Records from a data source
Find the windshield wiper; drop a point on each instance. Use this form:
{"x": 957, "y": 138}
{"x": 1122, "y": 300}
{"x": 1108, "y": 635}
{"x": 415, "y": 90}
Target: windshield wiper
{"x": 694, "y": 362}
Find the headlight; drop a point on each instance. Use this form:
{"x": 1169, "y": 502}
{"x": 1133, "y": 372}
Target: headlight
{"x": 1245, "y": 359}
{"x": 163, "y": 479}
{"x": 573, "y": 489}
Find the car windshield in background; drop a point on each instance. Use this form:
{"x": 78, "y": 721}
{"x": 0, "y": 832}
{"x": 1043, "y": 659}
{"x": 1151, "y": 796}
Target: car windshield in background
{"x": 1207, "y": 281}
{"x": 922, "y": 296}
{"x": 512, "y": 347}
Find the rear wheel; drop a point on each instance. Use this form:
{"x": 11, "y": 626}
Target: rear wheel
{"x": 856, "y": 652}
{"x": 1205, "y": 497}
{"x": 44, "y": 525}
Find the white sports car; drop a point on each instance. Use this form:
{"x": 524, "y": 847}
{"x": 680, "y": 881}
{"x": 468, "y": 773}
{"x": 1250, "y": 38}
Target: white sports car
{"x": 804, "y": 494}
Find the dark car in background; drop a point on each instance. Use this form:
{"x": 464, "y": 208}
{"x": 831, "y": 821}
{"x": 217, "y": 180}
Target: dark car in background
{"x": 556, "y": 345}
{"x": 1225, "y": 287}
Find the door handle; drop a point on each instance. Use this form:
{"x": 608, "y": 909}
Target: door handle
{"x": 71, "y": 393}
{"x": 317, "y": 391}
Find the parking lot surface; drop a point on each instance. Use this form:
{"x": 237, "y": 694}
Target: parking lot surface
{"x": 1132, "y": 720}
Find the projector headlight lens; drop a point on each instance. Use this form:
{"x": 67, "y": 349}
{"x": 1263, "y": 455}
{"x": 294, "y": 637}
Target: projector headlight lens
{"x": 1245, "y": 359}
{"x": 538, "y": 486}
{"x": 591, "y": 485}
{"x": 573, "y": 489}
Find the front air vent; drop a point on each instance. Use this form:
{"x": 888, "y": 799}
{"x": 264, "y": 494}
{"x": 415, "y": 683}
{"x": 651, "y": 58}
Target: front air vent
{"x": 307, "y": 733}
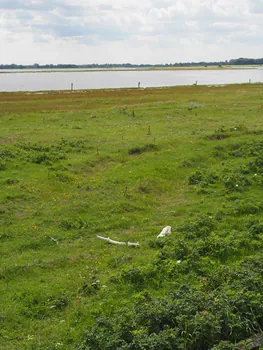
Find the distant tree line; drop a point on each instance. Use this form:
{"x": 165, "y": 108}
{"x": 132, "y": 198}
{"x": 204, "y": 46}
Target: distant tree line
{"x": 238, "y": 61}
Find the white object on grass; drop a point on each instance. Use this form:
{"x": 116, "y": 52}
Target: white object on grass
{"x": 165, "y": 231}
{"x": 107, "y": 239}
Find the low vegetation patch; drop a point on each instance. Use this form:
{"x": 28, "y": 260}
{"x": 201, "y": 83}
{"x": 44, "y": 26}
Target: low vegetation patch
{"x": 66, "y": 177}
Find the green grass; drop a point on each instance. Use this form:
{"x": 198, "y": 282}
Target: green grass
{"x": 124, "y": 164}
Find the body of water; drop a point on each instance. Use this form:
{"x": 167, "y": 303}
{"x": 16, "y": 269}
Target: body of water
{"x": 43, "y": 81}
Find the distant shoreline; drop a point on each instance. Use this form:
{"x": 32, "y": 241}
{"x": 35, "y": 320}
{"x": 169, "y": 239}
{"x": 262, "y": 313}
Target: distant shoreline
{"x": 143, "y": 69}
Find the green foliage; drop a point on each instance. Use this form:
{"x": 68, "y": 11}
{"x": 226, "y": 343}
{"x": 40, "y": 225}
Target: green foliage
{"x": 66, "y": 177}
{"x": 141, "y": 149}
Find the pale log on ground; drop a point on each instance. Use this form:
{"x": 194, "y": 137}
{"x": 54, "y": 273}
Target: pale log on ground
{"x": 107, "y": 239}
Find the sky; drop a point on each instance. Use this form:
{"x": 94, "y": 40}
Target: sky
{"x": 133, "y": 31}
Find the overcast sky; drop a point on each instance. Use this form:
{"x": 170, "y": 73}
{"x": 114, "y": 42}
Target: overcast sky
{"x": 135, "y": 31}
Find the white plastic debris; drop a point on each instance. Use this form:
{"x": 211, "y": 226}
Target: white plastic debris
{"x": 165, "y": 231}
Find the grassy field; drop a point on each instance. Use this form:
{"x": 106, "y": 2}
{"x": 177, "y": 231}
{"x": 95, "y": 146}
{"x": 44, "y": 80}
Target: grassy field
{"x": 123, "y": 164}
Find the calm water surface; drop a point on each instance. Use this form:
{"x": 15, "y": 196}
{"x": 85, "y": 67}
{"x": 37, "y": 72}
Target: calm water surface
{"x": 37, "y": 81}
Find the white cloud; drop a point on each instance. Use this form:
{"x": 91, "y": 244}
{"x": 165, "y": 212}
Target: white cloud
{"x": 86, "y": 31}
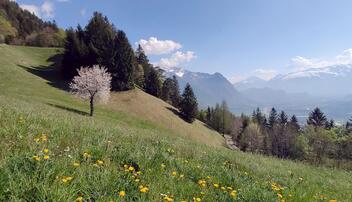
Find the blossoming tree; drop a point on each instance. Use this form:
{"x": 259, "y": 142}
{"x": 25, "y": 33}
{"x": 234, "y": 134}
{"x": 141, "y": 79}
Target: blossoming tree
{"x": 92, "y": 83}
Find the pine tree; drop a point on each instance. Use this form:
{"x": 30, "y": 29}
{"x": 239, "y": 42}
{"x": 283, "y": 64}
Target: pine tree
{"x": 272, "y": 118}
{"x": 188, "y": 105}
{"x": 175, "y": 93}
{"x": 282, "y": 118}
{"x": 166, "y": 90}
{"x": 153, "y": 83}
{"x": 317, "y": 118}
{"x": 99, "y": 36}
{"x": 124, "y": 62}
{"x": 294, "y": 123}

● Task prompt
Copy all the records above line for line, with no changes. Leave out the pictures.

● The answer
Find the windshield wiper; drop a point on each instance. Use this form:
{"x": 957, "y": 138}
{"x": 1122, "y": 300}
{"x": 1108, "y": 635}
{"x": 415, "y": 90}
Target: windshield wiper
{"x": 694, "y": 362}
Find the headlight; drop a point on each instance. Use this form:
{"x": 1169, "y": 502}
{"x": 1133, "y": 372}
Target: headlight
{"x": 1245, "y": 359}
{"x": 163, "y": 479}
{"x": 573, "y": 489}
Find the car windshield in background; drop a point on each instance. Use this form:
{"x": 78, "y": 721}
{"x": 0, "y": 832}
{"x": 1043, "y": 659}
{"x": 1151, "y": 796}
Target: car windshield in background
{"x": 1207, "y": 281}
{"x": 922, "y": 296}
{"x": 512, "y": 347}
Find the rear wheel; drop a point on each instance. Use this form:
{"x": 11, "y": 626}
Target: rear wheel
{"x": 856, "y": 652}
{"x": 1205, "y": 497}
{"x": 44, "y": 525}
Find the white sports car; drop a point on each instance. Use this form:
{"x": 524, "y": 847}
{"x": 680, "y": 881}
{"x": 468, "y": 773}
{"x": 1250, "y": 38}
Target: white sports car
{"x": 804, "y": 494}
Find the dark car in background; drop a point on each instance. Use this form:
{"x": 464, "y": 208}
{"x": 831, "y": 821}
{"x": 217, "y": 180}
Target: dark car in background
{"x": 556, "y": 345}
{"x": 1225, "y": 287}
Find the door handle; drop a point on each instance. Use this form:
{"x": 608, "y": 909}
Target: door handle
{"x": 71, "y": 393}
{"x": 317, "y": 391}
Find the parking lot surface; drop a point on each instance. Use this form:
{"x": 237, "y": 694}
Target: parking lot surface
{"x": 1132, "y": 720}
Find the projector headlight lens; drop a point on each instance. Use this form:
{"x": 67, "y": 349}
{"x": 1263, "y": 455}
{"x": 294, "y": 637}
Target: projector headlight lens
{"x": 1245, "y": 359}
{"x": 538, "y": 486}
{"x": 591, "y": 485}
{"x": 573, "y": 489}
Find the front air vent; drop a point on each instance. Use this form:
{"x": 888, "y": 799}
{"x": 264, "y": 494}
{"x": 415, "y": 683}
{"x": 651, "y": 58}
Target: front air vent
{"x": 307, "y": 733}
Find the distant tree line; drop a point on each instance. Use this form:
{"x": 165, "y": 108}
{"x": 132, "y": 198}
{"x": 204, "y": 46}
Target: distant tree line
{"x": 238, "y": 61}
Find the white object on grass; drop a point on each instance. Use this form:
{"x": 116, "y": 52}
Target: white object on grass
{"x": 165, "y": 231}
{"x": 107, "y": 239}
Find the low vegetation patch; drop a point on each instance. Use this form:
{"x": 28, "y": 260}
{"x": 201, "y": 83}
{"x": 44, "y": 26}
Target: low vegetation patch
{"x": 66, "y": 177}
Find the green grass; drop a point on each instance. Use this form:
{"x": 198, "y": 282}
Target: green grass
{"x": 124, "y": 164}
Find the body of water; drop a point on each instance. Use this form:
{"x": 167, "y": 303}
{"x": 16, "y": 269}
Target: body of water
{"x": 43, "y": 81}
Find the distant shoreline; drop a point on each instance. Use this form:
{"x": 32, "y": 241}
{"x": 35, "y": 320}
{"x": 169, "y": 239}
{"x": 262, "y": 313}
Target: distant shoreline
{"x": 143, "y": 69}
Find the green foliage; drop a point on each instance. Use this form:
{"x": 68, "y": 11}
{"x": 226, "y": 343}
{"x": 40, "y": 225}
Target: green foliage
{"x": 66, "y": 177}
{"x": 141, "y": 149}
Find the pale log on ground; drop a point on each instance. Use this form:
{"x": 194, "y": 137}
{"x": 54, "y": 273}
Target: pale log on ground
{"x": 107, "y": 239}
Find the sky; drop a point on each instance. Use this form:
{"x": 94, "y": 40}
Target: sky
{"x": 133, "y": 31}
Find the overcast sky; drop a point on each instance. Use this form:
{"x": 170, "y": 73}
{"x": 114, "y": 42}
Target: overcast sky
{"x": 135, "y": 31}
Find the white plastic debris; drop a point on each instance. Use this form:
{"x": 211, "y": 226}
Target: white plastic debris
{"x": 165, "y": 231}
Find the grassy field; drop a point on each instance. Use this form:
{"x": 106, "y": 2}
{"x": 177, "y": 231}
{"x": 95, "y": 146}
{"x": 44, "y": 80}
Target: grassy field
{"x": 123, "y": 164}
Find the calm water surface; drop a point on each instance. Use this form:
{"x": 15, "y": 196}
{"x": 85, "y": 67}
{"x": 37, "y": 72}
Target: calm water surface
{"x": 37, "y": 81}
Find the white cloud; drop a point on each instance. Use this form:
{"x": 91, "y": 244}
{"x": 165, "y": 212}
Target: white cloud
{"x": 86, "y": 31}
Find the blossoming tree; drop a point on each instance. Use this form:
{"x": 259, "y": 142}
{"x": 25, "y": 33}
{"x": 234, "y": 134}
{"x": 141, "y": 79}
Target: blossoming tree
{"x": 92, "y": 83}
Find the pine tree; drop a point on each instance. Use this form:
{"x": 30, "y": 29}
{"x": 239, "y": 42}
{"x": 283, "y": 64}
Target: pine tree
{"x": 272, "y": 118}
{"x": 188, "y": 105}
{"x": 175, "y": 93}
{"x": 282, "y": 118}
{"x": 166, "y": 90}
{"x": 153, "y": 83}
{"x": 317, "y": 118}
{"x": 99, "y": 36}
{"x": 124, "y": 62}
{"x": 294, "y": 123}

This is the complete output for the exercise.